TEXT EXCERPT →
== Segment start ==

This is a difficult situation for writers who have to contend with an action movie world. Cinematography can do things that prose can’t. It can show us five quick moves from a martial arts sequence in the space of one second.

Take this example from page 83 of SKULLDUGGERY PLEASANT*, a perfectly lovely book that came out with HarperCollins in 2008, written by Derek Landry, a screenwriter, as it happens:

He screamed and let her go and staggered back, cursing, and Stephanie rolled off the car and ran to the Bentley.

Give that sentence a coffee break, it’s been working too hard!

Action Sequence Writing Needs to Flow

As you can see, there’s a bit of conjunctivitis going on (and no, I’m not talking about pink eye, I’m talking about an overload of conjunctions). The author’s “and” addiction sends way too many images shooting at the reader and we can’t quite make a clear picture of the action. Put this sentence in a group of similar sentences and we’ll get whiplash.

Things to Keep in Mind When Writing Action

This is a reminder to check back on all of your action sequences and run through these revision tips:

  1. Clarity. If you hadn’t written it, would you be able to tell what’s going on? So much, well, action happens in an action sequence that clarity is of the utmost importance.
  2. Consistency. Just because they’re in an action sequence, characters should still act and speak like themselves. They should not develop any surprising but convenient powers or skills in the heat of the action.

== Segment end ==

DATA UNDER STUDY →
== Segment start ==

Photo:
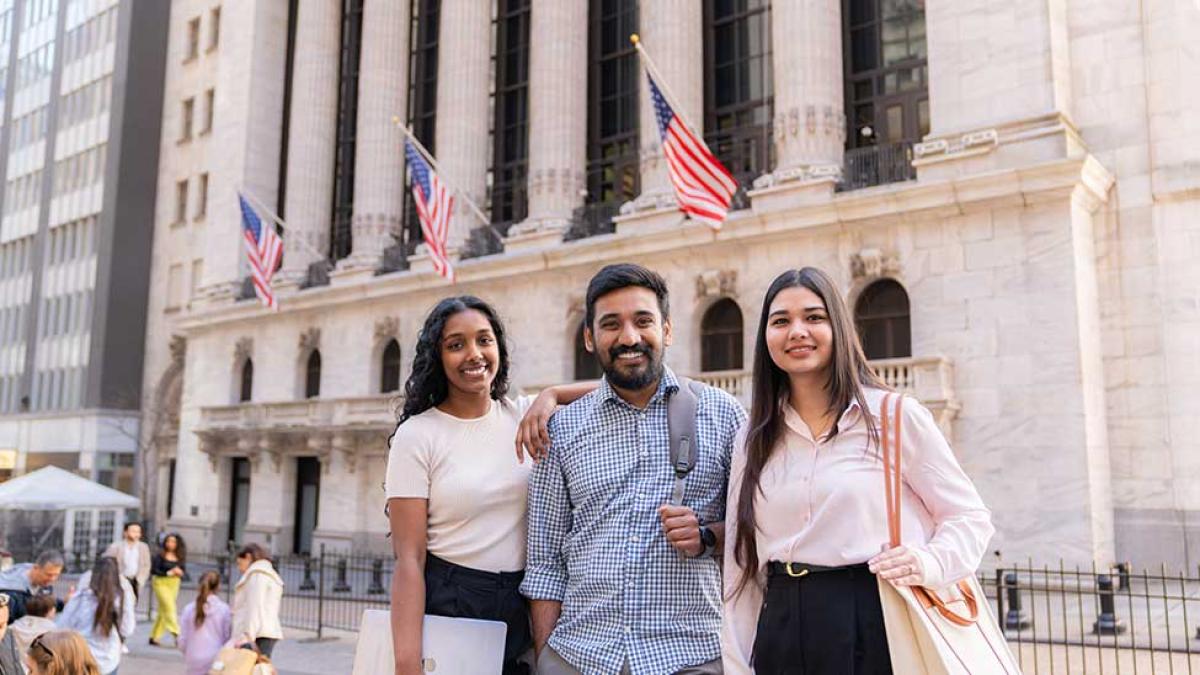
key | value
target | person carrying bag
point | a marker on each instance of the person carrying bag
(947, 632)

== Segment end ==

EXERCISES TO COMPLETE →
[A] In the text on writing action, which publisher released SKULLDUGGERY PLEASANT, and in what year?
[B] Rewrite more briefly the paragraph of the text on writing action that begins "As you can see, there's a bit of conjunctivitis", keeping its main facts.

SOLUTIONS →
[A] HarperCollins, in 2008.

[B] The sentence suffers from "conjunctivitis," an overload of conjunctions rather than pink eye. Its many "and"s send too many images at the reader, so the action never forms a clear picture. A group of such sentences would give the reader whiplash.